──────── INFORMATION GIVEN ────────

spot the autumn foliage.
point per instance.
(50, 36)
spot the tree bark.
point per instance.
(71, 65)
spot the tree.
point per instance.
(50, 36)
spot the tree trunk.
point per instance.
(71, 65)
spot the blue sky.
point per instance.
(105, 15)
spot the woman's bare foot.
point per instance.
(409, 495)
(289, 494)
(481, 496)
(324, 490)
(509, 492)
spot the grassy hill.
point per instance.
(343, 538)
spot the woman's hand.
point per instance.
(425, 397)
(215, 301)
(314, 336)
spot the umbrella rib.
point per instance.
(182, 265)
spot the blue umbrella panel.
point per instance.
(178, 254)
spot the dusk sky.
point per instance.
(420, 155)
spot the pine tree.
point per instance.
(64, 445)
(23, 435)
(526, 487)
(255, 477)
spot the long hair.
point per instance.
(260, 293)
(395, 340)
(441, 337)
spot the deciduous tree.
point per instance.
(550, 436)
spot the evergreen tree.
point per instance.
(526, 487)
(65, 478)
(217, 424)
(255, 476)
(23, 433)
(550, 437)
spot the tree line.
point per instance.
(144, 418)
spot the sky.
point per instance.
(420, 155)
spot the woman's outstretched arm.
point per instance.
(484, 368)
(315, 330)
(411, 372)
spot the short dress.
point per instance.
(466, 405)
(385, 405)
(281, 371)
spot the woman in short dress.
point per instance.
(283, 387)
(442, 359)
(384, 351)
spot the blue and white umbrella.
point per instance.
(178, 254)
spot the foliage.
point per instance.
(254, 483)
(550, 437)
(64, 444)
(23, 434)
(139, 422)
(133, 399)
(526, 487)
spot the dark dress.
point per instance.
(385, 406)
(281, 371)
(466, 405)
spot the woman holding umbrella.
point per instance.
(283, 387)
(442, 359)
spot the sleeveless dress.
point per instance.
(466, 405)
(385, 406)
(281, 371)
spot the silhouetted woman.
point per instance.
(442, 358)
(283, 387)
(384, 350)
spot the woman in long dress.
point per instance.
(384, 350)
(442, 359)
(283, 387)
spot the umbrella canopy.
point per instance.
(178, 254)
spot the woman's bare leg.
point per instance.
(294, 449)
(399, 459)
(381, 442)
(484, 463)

────────

**AIM**
Copy the listing above line for line, without changing anything.

**EXERCISE RESULT**
spot the autumn foliage.
point per instance.
(50, 36)
spot the tree bark.
point per instance.
(71, 65)
spot the tree.
point per instance.
(50, 36)
spot the tree trunk.
point per instance.
(71, 65)
spot the blue sky.
point per instance.
(105, 15)
spot the woman's bare foot.
point per instance.
(409, 495)
(289, 494)
(481, 496)
(324, 490)
(509, 492)
spot the grassy hill.
point per instance.
(343, 538)
spot the woman's hand.
point per instance.
(425, 397)
(215, 301)
(314, 336)
spot the umbrella rib.
point per instance.
(182, 265)
spot the blue umbrella panel.
point per instance.
(178, 254)
spot the dusk sky.
point per instance.
(420, 155)
spot the pine tree.
point per instance.
(64, 445)
(23, 435)
(526, 487)
(255, 477)
spot the long hair.
point per instance.
(260, 293)
(395, 340)
(441, 337)
spot the deciduous tree.
point per instance.
(550, 436)
spot the evergreen tree.
point per instance.
(526, 487)
(65, 478)
(217, 424)
(255, 476)
(23, 433)
(550, 437)
spot the tree line.
point per instance.
(144, 418)
spot the sky.
point per instance.
(420, 155)
spot the woman's outstretched arm.
point per instance.
(484, 368)
(315, 330)
(411, 372)
spot the short dress.
point per instance.
(466, 405)
(385, 405)
(281, 371)
spot the woman in short dress.
point per instance.
(283, 387)
(442, 359)
(384, 351)
spot the blue and white umbrella.
point per instance.
(178, 254)
spot the foliage.
point per instance.
(254, 483)
(550, 437)
(64, 444)
(23, 434)
(139, 422)
(133, 399)
(526, 487)
spot the dark dress.
point per instance.
(385, 406)
(281, 371)
(466, 405)
spot the woman holding umbrella.
point per instance.
(283, 387)
(442, 359)
spot the sleeveless dress.
point per instance.
(466, 405)
(385, 406)
(281, 371)
spot the silhouetted woman.
point per instance.
(442, 358)
(283, 387)
(384, 350)
spot the woman in long dress.
point per instance.
(384, 350)
(442, 359)
(283, 387)
spot the umbrella canopy.
point per instance.
(178, 254)
spot the woman's bare leg.
point per instance.
(294, 449)
(399, 459)
(381, 442)
(484, 463)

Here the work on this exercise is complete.